GIVEN TASK
Copy out all the items below, requests included, but rescale the coordinates in each answer by multiplying them by 0.6 and rounding to whole numbers, with halves rounded up. Leave every other number as it is.

start RECORDS PROVIDED

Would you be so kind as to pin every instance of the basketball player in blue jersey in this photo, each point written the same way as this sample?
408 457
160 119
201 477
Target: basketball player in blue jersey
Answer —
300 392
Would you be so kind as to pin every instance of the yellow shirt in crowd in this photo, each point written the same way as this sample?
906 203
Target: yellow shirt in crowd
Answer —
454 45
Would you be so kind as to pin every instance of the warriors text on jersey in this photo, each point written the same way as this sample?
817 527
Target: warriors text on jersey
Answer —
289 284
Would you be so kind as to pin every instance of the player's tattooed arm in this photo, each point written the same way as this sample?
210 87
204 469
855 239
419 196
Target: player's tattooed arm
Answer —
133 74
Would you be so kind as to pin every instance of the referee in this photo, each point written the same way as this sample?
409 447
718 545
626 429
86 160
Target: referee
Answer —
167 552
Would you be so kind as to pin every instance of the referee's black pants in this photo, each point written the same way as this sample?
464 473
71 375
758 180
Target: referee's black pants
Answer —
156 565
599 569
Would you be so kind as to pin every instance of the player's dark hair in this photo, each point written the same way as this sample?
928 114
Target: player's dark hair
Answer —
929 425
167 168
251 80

end RECORDS PROVIDED

ANSWER BELOW
Would you be so kind as to pin every instance of the basketball player in blue jersey in this photo, each point written the same way as this sample?
408 457
160 119
201 477
Target: basketball player in blue jersey
Answer —
180 235
Would you be so kind as to pin every instance of the yellow shirt in crowd in this photo, each point written the same way as this sample?
906 203
Target: yellow shirt in crowd
Answer —
272 27
Would you be so kind as to pin every instance of the warriors text on jersey in this photo, each point written the same way as this sample?
817 527
Target: warriors text on jersey
Answer —
173 170
Would you be so kind as to pin every instance of the player's tattooed arm in this photo, each point written the same way as this sample?
210 87
204 469
855 239
419 196
Target: player's tattooed arm
Answer —
80 44
Would you be so kind as to pin every instance of the referee in this photo, each point written the same way as this sample?
409 447
718 545
626 429
86 160
Target: referee
Answer —
100 331
Would you be so kind as to pin every instance of the referee's black pants in this photo, each point written the same way as this sample?
464 473
71 375
758 180
Target: referee's black pants
Answer —
94 339
359 341
Would you be so kind as to pin every instance of the player's dark hair in this photo, each point written the same way as this sample?
928 114
Target: player's dark hair
Answer —
557 255
100 101
151 48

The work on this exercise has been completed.